In the passage on toxoplasmosis in cats, list every part of the body that it says the illness affects when symptoms occur.

#### Supplied passage:
+++
You might not know that your cat has toxoplasmosis because the most common signs are the signs of other illnesses such as lethargy and loss of appetite. However, “feline intestinal toxoplasmosis is usually asymptomatic”. This means that there are no signs but when there are symptoms it affects the lungs, lymphatic system, eyes, spinal cord and brain.
Another complication is that cats that show signs of toxoplasmosis may also be infected with other diseases such as feline immunodeficiency virus (FIV) or feline leukaemia virus (FeLV). Consequently, the advice is probably that you should see your veterinarian if you suspect that your cat might have toxoplasmosis at which time he or she might conduct serologic tests including ELISA which will show whether a cat has been exposed to the disease. If the test is positive in a healthy cat it tells you that the cat has acquired active immunity and is therefore not a source of human contamination.
+++
#### Information supplied:

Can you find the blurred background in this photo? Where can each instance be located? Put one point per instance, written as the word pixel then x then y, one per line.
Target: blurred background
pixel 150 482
+++
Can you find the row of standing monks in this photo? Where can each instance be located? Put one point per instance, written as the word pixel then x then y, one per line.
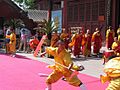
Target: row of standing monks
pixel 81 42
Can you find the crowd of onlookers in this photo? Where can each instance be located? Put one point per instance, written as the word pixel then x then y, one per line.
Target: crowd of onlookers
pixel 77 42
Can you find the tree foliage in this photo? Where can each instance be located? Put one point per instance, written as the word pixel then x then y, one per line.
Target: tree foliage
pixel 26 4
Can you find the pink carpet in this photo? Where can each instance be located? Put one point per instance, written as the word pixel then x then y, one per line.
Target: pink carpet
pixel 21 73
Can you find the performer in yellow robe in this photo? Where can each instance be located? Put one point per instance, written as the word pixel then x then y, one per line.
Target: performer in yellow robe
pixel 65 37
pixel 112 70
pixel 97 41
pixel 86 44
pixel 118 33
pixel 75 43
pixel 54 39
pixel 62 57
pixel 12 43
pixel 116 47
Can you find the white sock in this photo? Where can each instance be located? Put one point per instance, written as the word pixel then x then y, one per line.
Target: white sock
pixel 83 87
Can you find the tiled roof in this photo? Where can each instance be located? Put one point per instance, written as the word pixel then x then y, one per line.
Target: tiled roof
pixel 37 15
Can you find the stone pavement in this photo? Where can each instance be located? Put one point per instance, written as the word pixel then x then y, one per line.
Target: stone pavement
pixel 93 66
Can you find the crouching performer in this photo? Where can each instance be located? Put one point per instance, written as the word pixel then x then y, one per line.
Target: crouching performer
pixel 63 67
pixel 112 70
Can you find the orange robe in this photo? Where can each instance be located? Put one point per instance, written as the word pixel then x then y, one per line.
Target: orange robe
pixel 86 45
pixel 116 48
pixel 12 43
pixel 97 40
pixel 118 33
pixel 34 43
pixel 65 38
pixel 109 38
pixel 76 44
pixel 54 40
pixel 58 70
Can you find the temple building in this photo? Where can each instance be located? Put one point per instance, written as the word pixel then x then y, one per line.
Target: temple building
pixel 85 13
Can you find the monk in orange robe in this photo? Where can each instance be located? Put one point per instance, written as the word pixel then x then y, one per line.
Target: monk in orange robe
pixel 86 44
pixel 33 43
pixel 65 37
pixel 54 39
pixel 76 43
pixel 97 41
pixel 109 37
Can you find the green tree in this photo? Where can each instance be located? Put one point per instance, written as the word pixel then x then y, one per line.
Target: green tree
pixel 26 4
+++
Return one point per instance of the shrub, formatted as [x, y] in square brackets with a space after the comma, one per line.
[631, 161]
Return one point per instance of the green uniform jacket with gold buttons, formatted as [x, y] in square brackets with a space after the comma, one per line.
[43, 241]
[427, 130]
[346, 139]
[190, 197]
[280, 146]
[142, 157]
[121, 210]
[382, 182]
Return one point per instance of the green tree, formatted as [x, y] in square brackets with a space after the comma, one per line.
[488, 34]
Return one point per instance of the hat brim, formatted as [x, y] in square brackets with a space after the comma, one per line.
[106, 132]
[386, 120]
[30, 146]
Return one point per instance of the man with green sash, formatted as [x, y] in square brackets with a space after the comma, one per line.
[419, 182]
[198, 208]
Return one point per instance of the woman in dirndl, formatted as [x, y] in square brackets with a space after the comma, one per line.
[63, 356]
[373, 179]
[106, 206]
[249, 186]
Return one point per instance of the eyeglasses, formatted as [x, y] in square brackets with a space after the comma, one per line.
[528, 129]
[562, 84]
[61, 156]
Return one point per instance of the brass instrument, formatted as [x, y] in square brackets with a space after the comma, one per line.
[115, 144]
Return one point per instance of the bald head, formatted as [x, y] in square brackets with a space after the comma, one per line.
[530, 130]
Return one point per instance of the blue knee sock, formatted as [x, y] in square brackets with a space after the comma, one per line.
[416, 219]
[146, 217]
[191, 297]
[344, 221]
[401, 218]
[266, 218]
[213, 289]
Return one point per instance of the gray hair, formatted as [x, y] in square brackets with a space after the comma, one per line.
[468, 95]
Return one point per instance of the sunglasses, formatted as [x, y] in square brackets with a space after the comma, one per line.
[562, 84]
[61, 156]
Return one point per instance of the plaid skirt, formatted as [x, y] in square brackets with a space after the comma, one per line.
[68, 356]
+++
#### Written reply:
- lungs
- lymphatic system
- eyes
- spinal cord
- brain